**Problem set**
• 1. In the passage about José Rubén Zamora, what purpose did the army's new organization at the end of the 1970s originally serve? Answer in one to three sentences.
• 2. In the passage about José Rubén Zamora, which president is described as widely perceived to be General Ríos Montt's puppet?
• 3. Rewrite the paragraph of the passage about José Rubén Zamora that begins "Many of the gangsters" as a short bulleted list that keeps its main facts.

**Text passage**
José Rubén Zamora, the founder and editor of elPeriódico, is a
journalist of extraordinary courage and seemingly divine luck - he
has survived several assassination attempts. Last year elPeriódico
published an article about the Guatemalan government that began with
the straightforwardness of a dark fairy tale: "At the end of the
1970's, the army established a new organization to detect the
importation of weapons and ammunition destined for the Guatemalan
guerrillas. With the passing of time this organization spread its
tentacles and penetrated other key institutions of the state, which
served as the platform for the successful launching of operations of
contraband, the stealing of coffee shipments, narcotics trafficking,
trafficking in immigrants, auto theft, kidnappings and bank
robberies."

If, by 1982, the guerrillas had essentially been defeated militarily,
the ensuing years until the peace accords "served as the smoke screen
with which this organization converted the Guatemalan state into the
criminal state which, with complete impunity, dedicated itself to
assaulting Guatemalans." Never before had the development and
structure of those organizations and their penetration of every level
of Guatemalan military and civil society been so precisely described,
its participants identified by name.

Last summer, armed thugs broke into Mr. Zamora's home, and in front
of his wife and children, terrorized him at gunpoint. Not
coincidentally, elPeriódico had just published a particularly harsh
editorial, signed by Mr. Zamora, against General Ríos Montt.

Many of the gangsters, military and civilian, identified by Mr.
Zamora, have held posts in the government of President Alfonso
Portillo, who has widely been perceived as General Ríos Montt's
puppet. According to Mr. Zamora and others, the Guatemalan Army has
been purged of officers who are not involved in, or indebted to, this
criminal organization. No civilian president has been able to
challenge the power of the army seriously.

**Entries provided**
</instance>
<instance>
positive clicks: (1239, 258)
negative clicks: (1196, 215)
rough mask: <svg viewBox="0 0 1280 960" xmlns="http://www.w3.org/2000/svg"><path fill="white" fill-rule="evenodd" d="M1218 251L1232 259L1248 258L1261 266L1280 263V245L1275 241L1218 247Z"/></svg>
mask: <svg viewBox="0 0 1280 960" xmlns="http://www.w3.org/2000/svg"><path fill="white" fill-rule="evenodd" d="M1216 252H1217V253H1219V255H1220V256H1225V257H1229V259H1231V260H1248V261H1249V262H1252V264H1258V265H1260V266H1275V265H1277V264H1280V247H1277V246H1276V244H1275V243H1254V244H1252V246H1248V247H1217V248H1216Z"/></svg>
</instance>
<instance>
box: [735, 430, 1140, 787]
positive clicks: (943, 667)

**Answers to the exercise**
• 1. The army set up the organization to detect the importation of weapons and ammunition meant for the Guatemalan guerrillas. Over time it spread into other key state institutions and was used for criminal operations.

• 2. President Alfonso Portillo.

• 3.
- Many of the military and civilian gangsters Mr. Zamora identified have held posts in President Alfonso Portillo's government.
- Portillo is widely seen as General Ríos Montt's puppet.
- According to Mr. Zamora and others, the army has been purged of officers who are not involved in, or indebted to, the criminal organization.
- No civilian president has been able to seriously challenge the army's power.